To be done:
1. Which fields in the JSON field table on the SearchMuse formats page have the type int? List every one.
2. From the SearchMuse formats page, transcribe the passage that begins at the words "Format 1: Markdown" and stops after "and reinforcement learning[2].".
[start Document excerpt]
Skip to content

SearchMuse Input/Output Formats

Input Formats

Format 1: Simple String Query

Use Case: Quick ad-hoc research, simple use cases

Example:

"What is machine learning?"

Processing: - Normalized automatically - Uses default configuration - Language auto-detected - Max 5 iterations

API Endpoint:

curl -X POST http://localhost:8000/search \
  -H "Content-Type: text/plain" \
  -d "What is machine learning?"


Format 2: JSON Query Object

Use Case: Advanced use cases, custom parameters, API integration

Full JSON Schema:

{
  "query": "machine learning algorithms comparison",
  "language": "en",
  "settings": {
    "max_iterations": 3,
    "min_sources": 5,
    "coverage_threshold": 0.7,
    "output_format": "markdown",
    "citation_format": "markdown",
    "include_excerpt": false
  },
  "filters": {
    "min_year": 2023,
    "exclude_domains": ["pinterest.com", "instagram.com"],
    "prefer_domains": ["arxiv.org", "github.com"]
  }
}

Minimal JSON Example (only required fields):

{
  "query": "React vs Vue comparison"
}

API Endpoint:

curl -X POST http://localhost:8000/search \
  -H "Content-Type: application/json" \
  -d '{
    "query": "machine learning algorithms",
    "settings": {
      "max_iterations": 4,
      "output_format": "json"
    }
  }'

JSON Field Descriptions

Field Type Required Default Description
query string Yes - The research query
language string No auto-detect ISO 639-1 code (en, es, fr)
max_iterations int No 5 Maximum refinement iterations
min_sources int No 5 Minimum acceptable sources
coverage_threshold float No 0.7 Coverage score threshold (0.0-1.0)
output_format string No markdown markdown, json, plaintext, html
citation_format string No markdown markdown, html, apa
include_excerpt bool No false Include source excerpts in output
min_year int No - Only sources from year or later
exclude_domains list No [] Domains to never scrape
prefer_domains list No [] Domains to prioritize
timeout int No 300 Total search timeout in seconds

Output Formats

Format 1: Markdown Output (Default)

Best For: Reading, documentation, blogs, GitHub

Example Output:

# Research Results: Machine Learning Algorithms

Machine learning algorithms are computational methods that improve through
experience[1]. The field encompasses three main paradigms: supervised learning,
unsupervised learning, and reinforcement learning[2].
[end Document excerpt]
[start Dataset excerpts]
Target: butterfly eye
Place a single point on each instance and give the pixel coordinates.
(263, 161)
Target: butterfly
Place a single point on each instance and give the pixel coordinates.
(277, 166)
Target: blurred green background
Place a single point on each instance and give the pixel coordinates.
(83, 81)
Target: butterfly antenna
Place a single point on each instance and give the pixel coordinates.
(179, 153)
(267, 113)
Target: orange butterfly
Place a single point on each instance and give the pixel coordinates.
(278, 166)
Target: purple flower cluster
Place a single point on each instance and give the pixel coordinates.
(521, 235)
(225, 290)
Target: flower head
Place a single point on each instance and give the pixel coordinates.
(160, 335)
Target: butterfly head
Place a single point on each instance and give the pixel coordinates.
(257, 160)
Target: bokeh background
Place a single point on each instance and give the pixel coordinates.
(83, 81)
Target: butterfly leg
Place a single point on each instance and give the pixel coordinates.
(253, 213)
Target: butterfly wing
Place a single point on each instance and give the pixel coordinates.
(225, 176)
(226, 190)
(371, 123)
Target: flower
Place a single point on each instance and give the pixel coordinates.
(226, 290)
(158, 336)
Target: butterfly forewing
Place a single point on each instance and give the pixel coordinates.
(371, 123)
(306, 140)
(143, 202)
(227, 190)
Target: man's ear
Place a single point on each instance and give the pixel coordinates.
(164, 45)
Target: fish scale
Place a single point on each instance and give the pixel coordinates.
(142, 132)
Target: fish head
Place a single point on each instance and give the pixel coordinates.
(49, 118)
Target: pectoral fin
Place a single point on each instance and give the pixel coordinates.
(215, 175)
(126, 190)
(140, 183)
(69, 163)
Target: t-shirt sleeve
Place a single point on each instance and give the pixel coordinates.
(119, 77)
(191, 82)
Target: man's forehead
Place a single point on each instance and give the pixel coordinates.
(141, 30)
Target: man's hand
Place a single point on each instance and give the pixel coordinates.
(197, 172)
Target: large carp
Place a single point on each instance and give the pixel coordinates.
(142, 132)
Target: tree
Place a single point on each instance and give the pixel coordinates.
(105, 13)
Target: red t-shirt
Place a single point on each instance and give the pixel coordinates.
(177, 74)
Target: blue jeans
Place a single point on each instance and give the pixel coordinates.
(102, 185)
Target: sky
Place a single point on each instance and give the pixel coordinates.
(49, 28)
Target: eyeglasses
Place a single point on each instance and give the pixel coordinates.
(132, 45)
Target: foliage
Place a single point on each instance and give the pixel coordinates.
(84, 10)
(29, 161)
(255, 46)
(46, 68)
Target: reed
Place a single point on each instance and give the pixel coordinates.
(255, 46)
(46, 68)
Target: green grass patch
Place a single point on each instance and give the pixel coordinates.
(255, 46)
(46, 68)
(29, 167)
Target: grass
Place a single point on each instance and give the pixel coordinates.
[end Dataset excerpts]
Exercise answers:
1. max_iterations, min_sources, min_year, timeout

2.
Format 1: Markdown Output (Default)

Best For: Reading, documentation, blogs, GitHub

Example Output:

# Research Results: Machine Learning Algorithms

Machine learning algorithms are computational methods that improve through
experience[1]. The field encompasses three main paradigms: supervised learning,
unsupervised learning, and reinforcement learning[2].